Directive:
Copy the material below verbatim, starting at its very beginning and ending at the line that contains "(1147, 466), (1180, 506)", with both ends included. Leave the pictures out of your copy.

Data to use:
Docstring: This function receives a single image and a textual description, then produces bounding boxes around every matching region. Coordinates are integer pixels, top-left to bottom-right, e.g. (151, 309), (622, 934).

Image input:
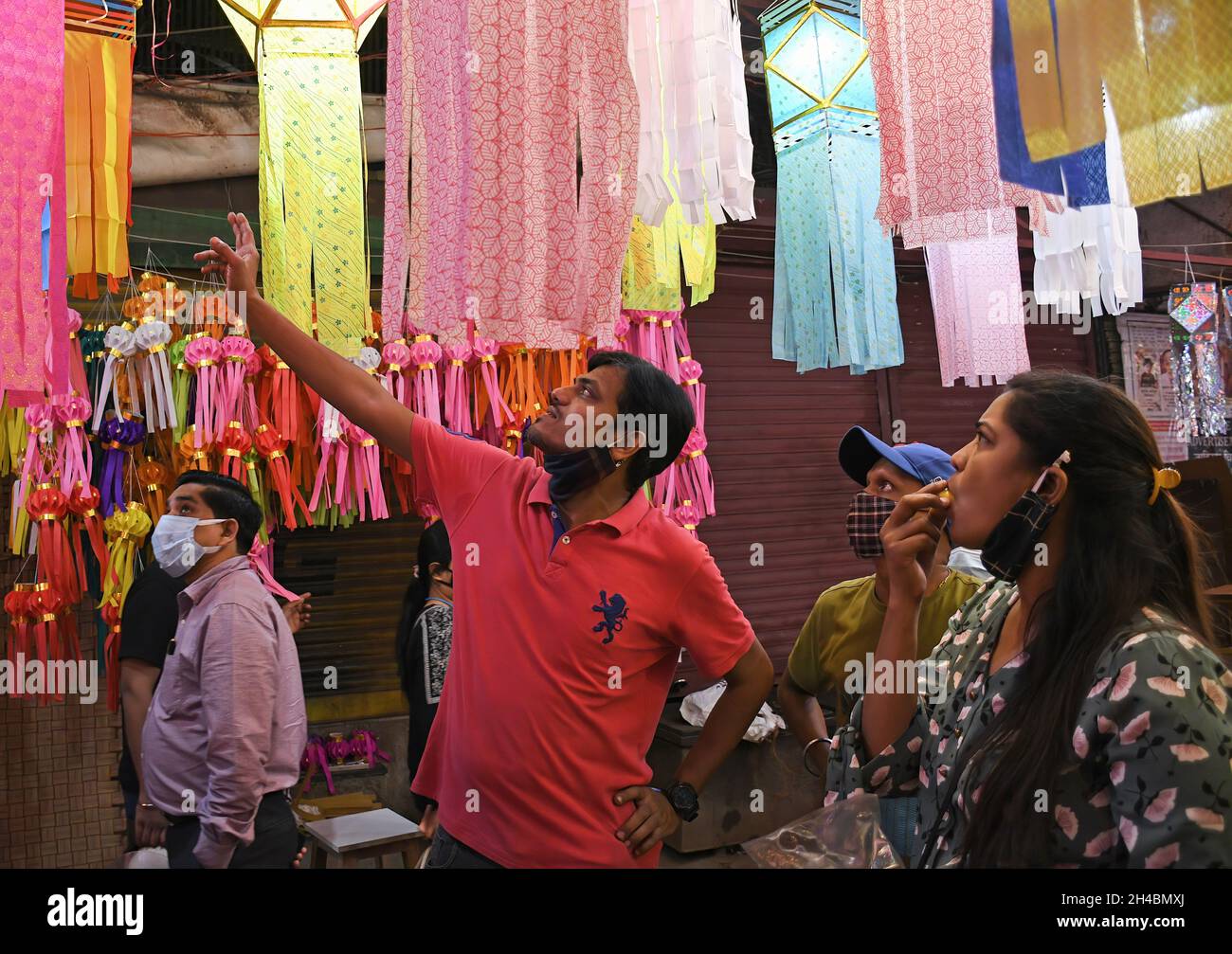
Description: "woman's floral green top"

(826, 583), (1232, 868)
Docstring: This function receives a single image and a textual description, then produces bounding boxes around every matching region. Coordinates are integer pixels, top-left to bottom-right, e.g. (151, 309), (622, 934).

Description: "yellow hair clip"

(1147, 466), (1180, 506)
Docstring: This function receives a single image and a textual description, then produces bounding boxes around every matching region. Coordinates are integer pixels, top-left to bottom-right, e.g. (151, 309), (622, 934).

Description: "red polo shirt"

(410, 416), (754, 868)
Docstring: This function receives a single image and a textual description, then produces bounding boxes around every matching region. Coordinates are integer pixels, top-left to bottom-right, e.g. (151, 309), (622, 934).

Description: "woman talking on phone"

(826, 371), (1232, 868)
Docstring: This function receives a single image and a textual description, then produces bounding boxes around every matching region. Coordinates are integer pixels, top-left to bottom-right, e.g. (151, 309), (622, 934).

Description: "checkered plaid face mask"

(847, 490), (895, 560)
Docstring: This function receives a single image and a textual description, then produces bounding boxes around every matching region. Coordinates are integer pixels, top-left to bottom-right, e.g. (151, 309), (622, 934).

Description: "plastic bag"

(680, 679), (788, 743)
(743, 794), (903, 868)
(124, 848), (168, 868)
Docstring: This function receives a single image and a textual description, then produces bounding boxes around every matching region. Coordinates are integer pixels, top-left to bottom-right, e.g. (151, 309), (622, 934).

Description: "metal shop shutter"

(886, 271), (1096, 451)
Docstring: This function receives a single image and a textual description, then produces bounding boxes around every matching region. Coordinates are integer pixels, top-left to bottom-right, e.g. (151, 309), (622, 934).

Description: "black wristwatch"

(662, 782), (698, 821)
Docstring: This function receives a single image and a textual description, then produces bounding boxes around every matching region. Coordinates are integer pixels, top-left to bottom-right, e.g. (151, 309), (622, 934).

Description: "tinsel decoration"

(1168, 282), (1227, 443)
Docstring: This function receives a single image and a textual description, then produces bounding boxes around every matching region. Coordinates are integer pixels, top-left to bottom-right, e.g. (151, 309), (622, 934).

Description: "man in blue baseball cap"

(779, 427), (980, 776)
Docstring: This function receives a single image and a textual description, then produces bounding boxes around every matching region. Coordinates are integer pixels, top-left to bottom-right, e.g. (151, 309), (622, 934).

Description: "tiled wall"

(0, 601), (124, 868)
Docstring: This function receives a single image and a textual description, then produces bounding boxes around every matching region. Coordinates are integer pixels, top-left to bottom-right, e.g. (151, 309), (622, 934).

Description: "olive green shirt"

(788, 570), (980, 727)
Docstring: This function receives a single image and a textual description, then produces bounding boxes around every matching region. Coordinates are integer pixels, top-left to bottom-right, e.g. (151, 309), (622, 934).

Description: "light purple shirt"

(142, 556), (308, 868)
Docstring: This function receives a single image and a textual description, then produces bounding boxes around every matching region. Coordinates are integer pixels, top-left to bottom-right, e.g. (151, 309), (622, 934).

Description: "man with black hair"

(197, 213), (773, 868)
(142, 470), (308, 868)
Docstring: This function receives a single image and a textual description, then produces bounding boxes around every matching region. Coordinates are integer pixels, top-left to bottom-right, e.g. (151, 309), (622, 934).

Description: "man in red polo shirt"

(197, 214), (772, 868)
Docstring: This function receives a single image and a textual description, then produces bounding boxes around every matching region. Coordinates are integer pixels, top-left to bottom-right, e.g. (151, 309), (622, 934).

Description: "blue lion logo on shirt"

(590, 589), (628, 645)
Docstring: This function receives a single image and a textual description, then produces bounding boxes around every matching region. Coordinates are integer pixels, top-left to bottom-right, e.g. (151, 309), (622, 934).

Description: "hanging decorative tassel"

(98, 415), (145, 517)
(241, 349), (265, 433)
(444, 341), (475, 435)
(247, 543), (299, 603)
(136, 460), (172, 527)
(133, 320), (176, 431)
(381, 341), (411, 407)
(473, 336), (514, 431)
(672, 500), (701, 537)
(4, 584), (34, 698)
(184, 336), (223, 447)
(253, 424), (313, 531)
(168, 338), (194, 443)
(678, 428), (715, 519)
(99, 501), (153, 620)
(410, 334), (443, 423)
(28, 583), (64, 706)
(69, 482), (107, 580)
(213, 334), (256, 440)
(69, 308), (90, 395)
(346, 423), (390, 519)
(244, 441), (275, 543)
(15, 404), (56, 500)
(308, 402), (342, 513)
(91, 325), (142, 432)
(26, 485), (82, 603)
(56, 398), (94, 494)
(352, 729), (390, 768)
(175, 424), (214, 474)
(99, 598), (120, 711)
(218, 421), (253, 484)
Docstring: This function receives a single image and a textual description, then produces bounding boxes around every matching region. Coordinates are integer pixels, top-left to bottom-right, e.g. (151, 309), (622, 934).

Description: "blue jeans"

(424, 825), (500, 868)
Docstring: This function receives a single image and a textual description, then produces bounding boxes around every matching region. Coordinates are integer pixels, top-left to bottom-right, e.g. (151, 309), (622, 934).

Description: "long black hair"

(394, 521), (453, 699)
(955, 370), (1211, 867)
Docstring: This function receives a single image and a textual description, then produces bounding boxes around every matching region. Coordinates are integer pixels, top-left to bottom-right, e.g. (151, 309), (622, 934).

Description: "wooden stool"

(304, 809), (427, 868)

Result of the exercise:
Docstring: This function receives a single image and a textual description, then produces bounding boxes around every matching region. Coordinates are integer pixels, top-left to bottom-right, e.g. (151, 309), (622, 934).

Image input:
Description: "woman's floral green top"

(826, 583), (1232, 868)
Docstring: This function receives a single image and a textual description, then produces bounding boxes around every matching region. Coordinates are integer pixels, top-left to bottom-right, e.g. (151, 309), (622, 934).

Description: "yellow hair clip"

(1147, 466), (1180, 506)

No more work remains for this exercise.